Set all the entries down again, unaltered.

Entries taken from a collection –
—————

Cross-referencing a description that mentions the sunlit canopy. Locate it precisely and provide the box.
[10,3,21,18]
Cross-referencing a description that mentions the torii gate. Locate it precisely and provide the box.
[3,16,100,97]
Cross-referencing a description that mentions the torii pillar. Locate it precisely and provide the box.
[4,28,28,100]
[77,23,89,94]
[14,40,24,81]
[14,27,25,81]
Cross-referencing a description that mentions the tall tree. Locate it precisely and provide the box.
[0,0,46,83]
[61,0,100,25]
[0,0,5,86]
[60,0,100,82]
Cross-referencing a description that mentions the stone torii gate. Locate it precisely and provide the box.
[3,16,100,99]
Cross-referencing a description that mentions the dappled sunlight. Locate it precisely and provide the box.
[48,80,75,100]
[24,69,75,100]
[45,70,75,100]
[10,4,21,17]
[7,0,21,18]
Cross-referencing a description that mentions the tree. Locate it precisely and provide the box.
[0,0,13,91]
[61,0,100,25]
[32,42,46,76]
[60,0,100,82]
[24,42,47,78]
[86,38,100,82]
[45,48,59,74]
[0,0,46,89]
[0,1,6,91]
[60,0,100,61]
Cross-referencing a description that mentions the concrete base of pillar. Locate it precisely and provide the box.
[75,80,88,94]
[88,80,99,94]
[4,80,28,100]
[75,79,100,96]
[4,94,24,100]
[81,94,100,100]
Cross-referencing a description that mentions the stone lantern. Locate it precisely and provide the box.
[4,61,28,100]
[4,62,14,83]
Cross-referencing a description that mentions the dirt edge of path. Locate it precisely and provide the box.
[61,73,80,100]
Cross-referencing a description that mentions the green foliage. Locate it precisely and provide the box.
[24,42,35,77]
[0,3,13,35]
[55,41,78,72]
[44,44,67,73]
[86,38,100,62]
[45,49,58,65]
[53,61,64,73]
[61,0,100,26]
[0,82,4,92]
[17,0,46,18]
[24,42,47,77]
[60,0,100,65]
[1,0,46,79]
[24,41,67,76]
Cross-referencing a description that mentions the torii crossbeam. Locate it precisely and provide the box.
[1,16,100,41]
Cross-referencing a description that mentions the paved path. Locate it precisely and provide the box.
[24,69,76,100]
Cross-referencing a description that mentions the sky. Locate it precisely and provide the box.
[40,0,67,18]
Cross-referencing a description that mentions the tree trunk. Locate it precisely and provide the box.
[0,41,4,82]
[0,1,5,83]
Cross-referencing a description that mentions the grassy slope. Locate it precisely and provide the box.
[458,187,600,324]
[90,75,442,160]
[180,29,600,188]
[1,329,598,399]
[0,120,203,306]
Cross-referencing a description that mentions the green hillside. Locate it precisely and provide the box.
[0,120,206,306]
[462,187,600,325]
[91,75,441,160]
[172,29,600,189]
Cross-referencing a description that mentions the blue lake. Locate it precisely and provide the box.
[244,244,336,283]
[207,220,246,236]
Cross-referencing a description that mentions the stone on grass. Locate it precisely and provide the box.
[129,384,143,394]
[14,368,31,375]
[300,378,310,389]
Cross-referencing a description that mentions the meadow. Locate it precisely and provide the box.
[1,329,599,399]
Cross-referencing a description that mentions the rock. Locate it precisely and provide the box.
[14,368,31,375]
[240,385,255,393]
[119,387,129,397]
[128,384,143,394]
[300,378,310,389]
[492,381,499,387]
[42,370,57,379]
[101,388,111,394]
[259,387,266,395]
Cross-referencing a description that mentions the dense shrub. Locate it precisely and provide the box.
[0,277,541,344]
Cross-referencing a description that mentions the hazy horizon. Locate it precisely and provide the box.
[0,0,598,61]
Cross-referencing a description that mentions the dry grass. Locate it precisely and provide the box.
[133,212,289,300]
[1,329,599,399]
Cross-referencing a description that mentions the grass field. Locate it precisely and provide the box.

—————

RESULT –
Cross-referencing a description that mentions the sunlit canopy. Locate it precisely and provide the box.
[10,3,21,18]
Cross-referencing a description that mentions the torii gate. Locate it precisely and provide the box.
[3,16,100,97]
Cross-referencing a description that mentions the torii pillar. Locate it precisely and provide the box.
[4,28,28,100]
[77,23,89,94]
[14,40,24,81]
[14,27,25,81]
Cross-referencing a description that mentions the tall tree. Locate it precisely and provide the box.
[0,0,46,83]
[61,0,100,25]
[0,0,5,86]
[60,0,100,82]
Cross-referencing a description that mentions the stone torii gate. Locate it precisely and provide the box.
[3,16,100,99]
Cross-referencing a description that mentions the dappled sunlight. Locate it precisely and provide the box.
[48,80,75,100]
[24,69,75,100]
[45,70,75,100]
[10,4,21,17]
[7,0,21,18]
Cross-referencing a description that mentions the tree. Locate it precisely and provide the box.
[0,0,13,91]
[61,0,100,25]
[32,42,46,76]
[60,0,100,82]
[24,42,47,78]
[86,38,100,82]
[45,48,59,74]
[0,0,46,89]
[0,1,6,91]
[60,0,100,61]
Cross-referencing a description that mentions the concrete base of pillar. Locate it precisely and provide the box.
[75,80,88,94]
[88,80,99,94]
[4,80,28,100]
[75,79,100,96]
[4,94,24,100]
[81,94,100,100]
Cross-referencing a description that mentions the stone lantern. Locate it precisely and provide the box.
[4,61,28,100]
[4,62,14,83]
Cross-referencing a description that mentions the dirt edge of path. Locate it precisely and provide the box.
[61,73,80,100]
Cross-referencing a description that mentions the green foliage. Locate it precisely and provide the box.
[24,42,35,77]
[0,3,13,35]
[55,41,78,72]
[44,44,67,73]
[86,38,100,62]
[45,49,58,65]
[53,61,64,73]
[61,0,100,26]
[0,82,4,92]
[17,0,46,18]
[24,42,47,77]
[60,0,100,65]
[1,0,46,79]
[24,41,67,76]
Cross-referencing a description that mentions the torii crossbeam. Locate it precisely and provide the box.
[1,16,100,41]
Cross-referencing a description that mentions the paved path. Locate it precisely and provide the box.
[24,69,76,100]
Cross-referencing a description that mentions the sky. Locate it precisely and provide the box.
[40,0,67,18]
Cross-referencing a description that mentions the tree trunk. Locate it precisely and provide the box.
[0,41,4,82]
[0,1,5,83]
Cross-referencing a description that mentions the grassy slope. Locate it precisely and provide the box.
[458,187,600,324]
[90,75,442,160]
[180,29,600,188]
[1,329,598,399]
[0,120,203,306]
Cross-referencing a description that mentions the green hillside. Locate it precisely and provide the box.
[0,120,206,306]
[462,187,600,325]
[91,75,441,160]
[172,29,600,189]
Cross-referencing a description that mentions the blue lake. Locate it precisely and provide the box.
[244,244,336,283]
[207,220,246,236]
Cross-referencing a description that mentions the stone on grass. Locate it precisely and provide the box.
[129,384,143,394]
[14,368,31,375]
[300,378,310,389]
Cross-referencing a description that mentions the meadow. Locate it precisely and provide the box.
[1,329,599,399]
Cross-referencing a description that mentions the rock. Locate it precisely and provide the box.
[14,368,31,375]
[240,385,255,393]
[119,387,129,397]
[128,384,143,394]
[300,378,310,389]
[492,381,499,387]
[42,370,57,379]
[101,388,111,394]
[259,387,266,395]
Cross-referencing a description that mentions the dense shrub. Locate it precisely and provide the box.
[0,277,541,344]
Cross-referencing a description that mentions the hazy horizon. Locate it precisely and provide the box.
[0,0,598,61]
Cross-referencing a description that mentions the dry grass. Locate it precisely and provide the box.
[133,212,289,300]
[1,329,599,399]
Cross-referencing a description that mentions the grass field. Locate it precisely and provide the box.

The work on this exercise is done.